> [Page]:
Stops on This Tour (8)
- 1 The Pond (59th St Entrance) Start at the southeast corner. Olmsted and Vaux designed the park in 1858 — they moved 10 million cartloads of earth.
- 2 The Dairy Originally a place where children could get fresh milk. Now the park's visitor center. Victorian Gothic architecture.
- 3 Literary Walk (The Mall) The only planned straight line in the entire park. Statues of Shakespeare, Robert Burns, Sir Walter Scott, and Fitz-Greene Halleck.
- 4 Bethesda Fountain The Angel of the Waters sculpture by Emma Stebbins — the first major public artwork by a woman in NYC. Commemorates the opening of the Croton Aqueduct.
- 5 Bow Bridge Cast-iron bridge over The Lake. 87 feet long. Designed as a "bow" because it arcs like an archer's bow.

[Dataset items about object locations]
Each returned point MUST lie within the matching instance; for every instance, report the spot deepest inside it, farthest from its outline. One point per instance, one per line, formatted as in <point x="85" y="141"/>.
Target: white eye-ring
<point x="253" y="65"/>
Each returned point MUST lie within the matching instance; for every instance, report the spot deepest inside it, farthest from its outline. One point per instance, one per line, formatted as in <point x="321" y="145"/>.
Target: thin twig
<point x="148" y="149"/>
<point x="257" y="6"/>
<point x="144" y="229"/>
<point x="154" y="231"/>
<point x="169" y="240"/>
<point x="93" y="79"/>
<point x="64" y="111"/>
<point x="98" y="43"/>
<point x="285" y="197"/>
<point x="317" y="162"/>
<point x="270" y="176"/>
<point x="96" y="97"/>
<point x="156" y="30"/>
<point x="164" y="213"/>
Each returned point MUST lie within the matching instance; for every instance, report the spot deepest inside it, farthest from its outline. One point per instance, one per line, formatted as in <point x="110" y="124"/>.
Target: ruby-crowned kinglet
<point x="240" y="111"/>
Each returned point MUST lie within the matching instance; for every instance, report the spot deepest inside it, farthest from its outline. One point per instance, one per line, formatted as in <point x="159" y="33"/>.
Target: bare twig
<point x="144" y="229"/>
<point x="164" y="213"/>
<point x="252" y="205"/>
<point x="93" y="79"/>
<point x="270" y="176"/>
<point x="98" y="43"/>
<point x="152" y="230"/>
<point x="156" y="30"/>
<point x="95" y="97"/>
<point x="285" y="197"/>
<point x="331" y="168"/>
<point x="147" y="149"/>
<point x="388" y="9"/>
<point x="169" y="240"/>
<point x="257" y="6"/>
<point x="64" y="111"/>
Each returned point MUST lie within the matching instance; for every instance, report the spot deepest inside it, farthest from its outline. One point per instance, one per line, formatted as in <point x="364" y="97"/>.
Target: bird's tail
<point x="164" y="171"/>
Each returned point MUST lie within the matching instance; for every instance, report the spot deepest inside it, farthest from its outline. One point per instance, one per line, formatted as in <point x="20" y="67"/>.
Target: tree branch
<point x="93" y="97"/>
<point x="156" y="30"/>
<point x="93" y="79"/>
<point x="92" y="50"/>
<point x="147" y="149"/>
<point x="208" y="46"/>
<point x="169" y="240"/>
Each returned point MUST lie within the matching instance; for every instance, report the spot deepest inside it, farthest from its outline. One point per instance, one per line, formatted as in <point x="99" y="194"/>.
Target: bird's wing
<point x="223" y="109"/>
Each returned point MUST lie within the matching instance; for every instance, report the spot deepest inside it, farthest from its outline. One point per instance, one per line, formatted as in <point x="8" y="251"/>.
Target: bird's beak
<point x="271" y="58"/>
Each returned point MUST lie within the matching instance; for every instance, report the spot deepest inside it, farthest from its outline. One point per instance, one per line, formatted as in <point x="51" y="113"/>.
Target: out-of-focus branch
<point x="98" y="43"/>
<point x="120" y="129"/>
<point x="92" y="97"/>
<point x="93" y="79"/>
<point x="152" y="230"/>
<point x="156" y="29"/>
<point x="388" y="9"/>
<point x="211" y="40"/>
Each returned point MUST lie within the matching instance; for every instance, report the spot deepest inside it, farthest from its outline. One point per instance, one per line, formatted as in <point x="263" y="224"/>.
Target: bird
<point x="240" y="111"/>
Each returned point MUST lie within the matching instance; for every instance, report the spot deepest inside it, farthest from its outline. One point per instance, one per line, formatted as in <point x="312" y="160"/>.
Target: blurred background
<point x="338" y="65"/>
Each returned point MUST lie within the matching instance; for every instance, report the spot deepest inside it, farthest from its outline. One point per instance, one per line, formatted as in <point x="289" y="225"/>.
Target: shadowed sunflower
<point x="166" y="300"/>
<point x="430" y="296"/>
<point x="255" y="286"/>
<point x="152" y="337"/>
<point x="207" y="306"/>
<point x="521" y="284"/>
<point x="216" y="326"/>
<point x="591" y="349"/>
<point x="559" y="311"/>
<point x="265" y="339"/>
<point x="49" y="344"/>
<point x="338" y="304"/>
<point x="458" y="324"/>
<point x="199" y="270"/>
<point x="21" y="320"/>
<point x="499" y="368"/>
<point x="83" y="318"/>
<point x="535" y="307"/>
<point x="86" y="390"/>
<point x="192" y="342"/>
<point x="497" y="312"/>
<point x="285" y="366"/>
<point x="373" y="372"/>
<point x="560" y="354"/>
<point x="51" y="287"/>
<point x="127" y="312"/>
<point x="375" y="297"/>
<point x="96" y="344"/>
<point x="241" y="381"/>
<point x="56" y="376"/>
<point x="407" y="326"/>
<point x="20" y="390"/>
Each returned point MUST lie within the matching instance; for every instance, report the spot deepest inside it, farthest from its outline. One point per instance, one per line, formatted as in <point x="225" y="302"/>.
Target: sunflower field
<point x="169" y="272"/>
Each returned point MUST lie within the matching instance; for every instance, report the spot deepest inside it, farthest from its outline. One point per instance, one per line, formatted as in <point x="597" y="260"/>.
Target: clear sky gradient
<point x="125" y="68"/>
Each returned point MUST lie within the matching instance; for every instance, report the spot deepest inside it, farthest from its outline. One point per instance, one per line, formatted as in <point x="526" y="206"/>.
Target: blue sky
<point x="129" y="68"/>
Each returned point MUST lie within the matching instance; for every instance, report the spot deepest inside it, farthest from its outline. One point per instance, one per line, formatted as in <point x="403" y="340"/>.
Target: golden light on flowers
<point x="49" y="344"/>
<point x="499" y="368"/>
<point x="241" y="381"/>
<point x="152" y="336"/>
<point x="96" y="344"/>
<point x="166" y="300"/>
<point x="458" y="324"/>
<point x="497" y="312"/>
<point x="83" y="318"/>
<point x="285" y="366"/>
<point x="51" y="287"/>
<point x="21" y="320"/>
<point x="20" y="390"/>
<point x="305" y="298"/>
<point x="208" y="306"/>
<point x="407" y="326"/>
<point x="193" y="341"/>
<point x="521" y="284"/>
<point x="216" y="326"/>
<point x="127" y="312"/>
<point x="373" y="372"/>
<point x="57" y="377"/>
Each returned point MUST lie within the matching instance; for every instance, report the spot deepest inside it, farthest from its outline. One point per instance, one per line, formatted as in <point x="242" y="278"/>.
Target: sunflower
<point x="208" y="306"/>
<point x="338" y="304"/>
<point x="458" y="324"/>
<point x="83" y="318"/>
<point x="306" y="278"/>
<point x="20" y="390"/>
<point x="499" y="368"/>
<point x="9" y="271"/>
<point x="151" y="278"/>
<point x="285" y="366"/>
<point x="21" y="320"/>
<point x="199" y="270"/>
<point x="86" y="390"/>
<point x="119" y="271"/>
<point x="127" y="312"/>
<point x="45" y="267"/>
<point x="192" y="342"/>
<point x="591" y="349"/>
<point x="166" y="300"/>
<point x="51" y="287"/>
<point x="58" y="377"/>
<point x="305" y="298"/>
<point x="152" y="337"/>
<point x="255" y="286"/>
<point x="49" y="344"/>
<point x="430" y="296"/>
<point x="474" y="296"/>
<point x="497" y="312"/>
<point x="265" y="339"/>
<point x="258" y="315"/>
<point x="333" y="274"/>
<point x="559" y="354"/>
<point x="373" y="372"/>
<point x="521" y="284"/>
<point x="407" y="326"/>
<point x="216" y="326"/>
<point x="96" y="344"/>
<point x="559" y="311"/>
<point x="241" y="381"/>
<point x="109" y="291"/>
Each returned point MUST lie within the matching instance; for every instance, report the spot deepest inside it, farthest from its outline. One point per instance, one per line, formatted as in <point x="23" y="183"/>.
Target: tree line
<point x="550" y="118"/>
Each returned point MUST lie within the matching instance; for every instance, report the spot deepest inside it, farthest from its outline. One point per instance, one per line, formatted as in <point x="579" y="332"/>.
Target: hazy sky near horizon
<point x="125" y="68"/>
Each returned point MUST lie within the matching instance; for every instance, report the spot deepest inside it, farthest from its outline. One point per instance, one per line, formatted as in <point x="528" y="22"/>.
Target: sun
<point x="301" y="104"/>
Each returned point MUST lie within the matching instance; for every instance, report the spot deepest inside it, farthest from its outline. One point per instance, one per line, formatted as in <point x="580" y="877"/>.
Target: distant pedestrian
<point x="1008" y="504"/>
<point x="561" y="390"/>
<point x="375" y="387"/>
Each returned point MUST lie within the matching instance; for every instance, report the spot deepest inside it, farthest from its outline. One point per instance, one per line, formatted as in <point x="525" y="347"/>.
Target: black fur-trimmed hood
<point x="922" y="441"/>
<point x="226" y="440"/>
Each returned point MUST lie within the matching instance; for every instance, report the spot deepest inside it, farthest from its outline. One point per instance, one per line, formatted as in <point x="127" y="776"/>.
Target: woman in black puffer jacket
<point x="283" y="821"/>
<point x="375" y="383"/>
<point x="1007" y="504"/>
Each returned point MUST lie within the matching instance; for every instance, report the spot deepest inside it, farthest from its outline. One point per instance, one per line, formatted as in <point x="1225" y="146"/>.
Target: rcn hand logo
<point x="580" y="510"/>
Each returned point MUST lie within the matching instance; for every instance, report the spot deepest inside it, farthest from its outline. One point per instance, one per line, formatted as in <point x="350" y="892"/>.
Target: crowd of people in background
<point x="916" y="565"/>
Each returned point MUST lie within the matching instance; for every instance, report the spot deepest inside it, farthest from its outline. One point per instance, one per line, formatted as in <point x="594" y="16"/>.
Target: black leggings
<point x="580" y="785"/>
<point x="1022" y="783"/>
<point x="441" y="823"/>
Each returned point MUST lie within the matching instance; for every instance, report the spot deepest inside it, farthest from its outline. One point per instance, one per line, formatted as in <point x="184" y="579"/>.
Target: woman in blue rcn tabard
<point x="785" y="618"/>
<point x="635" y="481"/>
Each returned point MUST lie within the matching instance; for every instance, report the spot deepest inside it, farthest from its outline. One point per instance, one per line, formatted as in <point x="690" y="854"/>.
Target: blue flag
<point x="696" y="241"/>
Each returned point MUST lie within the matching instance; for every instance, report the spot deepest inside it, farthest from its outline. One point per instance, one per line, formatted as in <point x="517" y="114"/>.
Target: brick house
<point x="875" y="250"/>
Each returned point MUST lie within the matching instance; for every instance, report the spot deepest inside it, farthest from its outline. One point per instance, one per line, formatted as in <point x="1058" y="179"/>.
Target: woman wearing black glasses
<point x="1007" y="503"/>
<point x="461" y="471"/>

> [Work to complete]:
1. In the tour stops list above, who created the Angel of the Waters sculpture?
2. Write out the passage of the tour stops list between "Stops on This" and "and Fitz-Greene Halleck.", inclusive.

> [Outputs for the tasks]:
1. Emma Stebbins

2.
Stops on This Tour (8)
- 1 The Pond (59th St Entrance) Start at the southeast corner. Olmsted and Vaux designed the park in 1858 — they moved 10 million cartloads of earth.
- 2 The Dairy Originally a place where children could get fresh milk. Now the park's visitor center. Victorian Gothic architecture.
- 3 Literary Walk (The Mall) The only planned straight line in the entire park. Statues of Shakespeare, Robert Burns, Sir Walter Scott, and Fitz-Greene Halleck.